INPUT RECORDS >>
--

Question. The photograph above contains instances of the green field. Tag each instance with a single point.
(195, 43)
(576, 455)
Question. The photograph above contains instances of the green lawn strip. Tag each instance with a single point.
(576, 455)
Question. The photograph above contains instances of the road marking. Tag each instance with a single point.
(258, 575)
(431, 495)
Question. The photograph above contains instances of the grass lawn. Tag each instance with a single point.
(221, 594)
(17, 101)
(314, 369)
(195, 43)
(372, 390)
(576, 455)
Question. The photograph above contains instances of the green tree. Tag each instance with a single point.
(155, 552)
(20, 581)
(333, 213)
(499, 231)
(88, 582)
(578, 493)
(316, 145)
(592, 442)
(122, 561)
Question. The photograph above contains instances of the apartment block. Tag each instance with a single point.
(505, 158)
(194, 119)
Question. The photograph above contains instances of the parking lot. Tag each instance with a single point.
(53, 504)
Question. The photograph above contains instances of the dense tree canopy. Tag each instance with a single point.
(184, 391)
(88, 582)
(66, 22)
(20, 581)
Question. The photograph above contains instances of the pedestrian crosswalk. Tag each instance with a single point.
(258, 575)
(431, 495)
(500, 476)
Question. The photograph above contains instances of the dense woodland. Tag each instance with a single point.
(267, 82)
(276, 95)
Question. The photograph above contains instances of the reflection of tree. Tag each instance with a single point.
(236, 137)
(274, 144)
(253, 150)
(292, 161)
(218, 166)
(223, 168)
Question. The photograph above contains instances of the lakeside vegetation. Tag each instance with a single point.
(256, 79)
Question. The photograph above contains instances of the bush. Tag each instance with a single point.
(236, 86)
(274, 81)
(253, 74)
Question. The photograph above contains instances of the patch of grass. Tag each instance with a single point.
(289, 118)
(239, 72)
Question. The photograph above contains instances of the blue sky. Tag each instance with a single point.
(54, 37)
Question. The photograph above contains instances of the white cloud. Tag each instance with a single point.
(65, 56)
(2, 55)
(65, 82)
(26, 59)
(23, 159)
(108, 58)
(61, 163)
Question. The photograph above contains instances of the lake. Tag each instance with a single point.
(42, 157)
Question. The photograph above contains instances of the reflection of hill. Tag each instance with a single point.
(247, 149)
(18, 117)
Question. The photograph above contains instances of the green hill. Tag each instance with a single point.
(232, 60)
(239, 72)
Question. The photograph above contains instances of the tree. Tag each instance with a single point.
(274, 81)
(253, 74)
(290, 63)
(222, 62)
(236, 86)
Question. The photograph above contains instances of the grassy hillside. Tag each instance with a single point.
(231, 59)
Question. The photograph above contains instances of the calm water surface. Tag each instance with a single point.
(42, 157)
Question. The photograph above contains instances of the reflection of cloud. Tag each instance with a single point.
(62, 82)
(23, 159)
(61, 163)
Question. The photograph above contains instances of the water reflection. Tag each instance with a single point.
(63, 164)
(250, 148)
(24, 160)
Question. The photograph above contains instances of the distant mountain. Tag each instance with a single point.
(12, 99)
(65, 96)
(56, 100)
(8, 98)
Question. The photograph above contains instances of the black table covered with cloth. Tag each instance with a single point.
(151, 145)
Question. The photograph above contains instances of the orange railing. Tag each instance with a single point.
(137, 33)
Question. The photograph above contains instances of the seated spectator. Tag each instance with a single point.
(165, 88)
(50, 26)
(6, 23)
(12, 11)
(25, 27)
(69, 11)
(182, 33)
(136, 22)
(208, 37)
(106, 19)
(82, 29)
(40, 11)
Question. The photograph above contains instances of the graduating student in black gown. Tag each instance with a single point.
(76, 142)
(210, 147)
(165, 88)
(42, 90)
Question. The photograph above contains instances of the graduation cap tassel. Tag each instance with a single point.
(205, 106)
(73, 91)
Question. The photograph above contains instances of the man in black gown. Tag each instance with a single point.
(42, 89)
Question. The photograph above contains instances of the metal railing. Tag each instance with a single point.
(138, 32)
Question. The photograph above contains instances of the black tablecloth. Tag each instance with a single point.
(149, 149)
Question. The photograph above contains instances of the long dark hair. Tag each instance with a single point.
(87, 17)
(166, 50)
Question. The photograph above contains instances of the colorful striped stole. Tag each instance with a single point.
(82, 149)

--

ABOUT THIS EXERCISE >> The full material has to be written out again exactly as shown.

WORKED SOLUTION >>
Question. The photograph above contains instances of the green field. Tag each instance with a single point.
(195, 43)
(576, 455)
Question. The photograph above contains instances of the green lawn strip. Tag each instance with a single point.
(576, 455)
Question. The photograph above contains instances of the road marking. Tag each instance with a single point.
(258, 575)
(431, 495)
Question. The photograph above contains instances of the grass lawn. Tag each instance with a single point.
(221, 594)
(17, 101)
(314, 369)
(195, 43)
(372, 390)
(576, 455)
Question. The photograph above contains instances of the green tree. Tag each instance with a single point.
(155, 552)
(20, 581)
(333, 213)
(499, 231)
(88, 582)
(578, 493)
(316, 145)
(592, 442)
(122, 561)
Question. The photograph above contains instances of the apartment block. Tag each instance with a single point.
(505, 158)
(194, 119)
Question. The photograph above contains instances of the parking lot. Tag each instance with a single point.
(53, 504)
Question. The photograph above contains instances of the dense tree canopy. Tag each instance with a single point.
(184, 391)
(88, 582)
(66, 22)
(20, 581)
Question. The photograph above contains instances of the pedestrian crosswalk. Tag each instance with a single point.
(258, 575)
(431, 495)
(500, 476)
Question. The photograph above contains instances of the dense woodland. Tag each instance with a single point.
(267, 82)
(276, 95)
Question. The photograph above contains instances of the reflection of tree. Tag each instance with a single point.
(236, 137)
(274, 144)
(253, 150)
(292, 161)
(218, 166)
(223, 168)
Question. The photograph above contains instances of the lakeside vegetation. Tag each instance with a single point.
(256, 79)
Question. The photograph above contains instances of the bush. Tag each instance with a single point.
(236, 86)
(274, 81)
(253, 74)
Question. The photograph above contains instances of the patch of grass. Tag each instance with a single point.
(289, 118)
(239, 72)
Question. The photograph above contains instances of the blue sky. Tag each instance with a single point.
(54, 37)
Question. The photograph above contains instances of the white cloud. Tag each instance with a single point.
(65, 56)
(2, 55)
(65, 82)
(26, 59)
(23, 159)
(108, 58)
(61, 163)
Question. The photograph above contains instances of the lake. Tag each instance with a single point.
(42, 157)
Question. The photograph above contains instances of the reflection of hill. Tag each instance with a single point.
(247, 149)
(18, 117)
Question. The photograph above contains instances of the green hill. Tag each instance with a single point.
(232, 60)
(239, 72)
Question. The photograph above contains instances of the tree. Tag each instance with a single point.
(274, 81)
(253, 74)
(290, 63)
(222, 62)
(236, 86)
Question. The photograph above contains instances of the grassy hillside. Tag each instance with a single point.
(231, 59)
Question. The photograph above contains instances of the calm water surface. Tag each instance with a single point.
(42, 157)
Question. The photograph above contains instances of the reflection of cloud. Tag each instance with a single point.
(62, 82)
(23, 159)
(61, 163)
Question. The photograph above contains instances of the water reflection. Tag each instance with a single point.
(63, 164)
(250, 148)
(24, 160)
Question. The photograph above contains instances of the distant mountain. Tag each instance with a single point.
(12, 99)
(65, 96)
(56, 100)
(8, 98)
Question. The photograph above contains instances of the black table covered with cloth. Tag each instance with a single point.
(151, 145)
Question. The photograph above contains instances of the orange railing. Tag each instance with a single point.
(137, 33)
Question. The photograph above contains instances of the seated spectator. Tag each instance with a single point.
(165, 88)
(50, 26)
(6, 23)
(12, 11)
(25, 27)
(69, 11)
(182, 33)
(136, 22)
(208, 37)
(106, 19)
(82, 29)
(40, 11)
Question. The photograph above contains instances of the graduating student in black gown. Tag each instance with a single point.
(76, 142)
(210, 147)
(165, 88)
(42, 90)
Question. The photograph above contains instances of the graduation cap tassel. Tag each instance with a single point.
(205, 106)
(73, 91)
Question. The photograph above contains instances of the man in black gown. Tag each instance with a single point.
(42, 89)
Question. The photograph above contains instances of the metal railing. Tag each instance with a single point.
(138, 32)
Question. The photograph above contains instances of the black tablecloth. Tag each instance with a single point.
(149, 149)
Question. The photograph above contains instances of the long dark hair. Tag each instance with a single point.
(87, 17)
(166, 50)
Question. The photograph above contains instances of the colorful striped stole. Tag each instance with a single point.
(82, 149)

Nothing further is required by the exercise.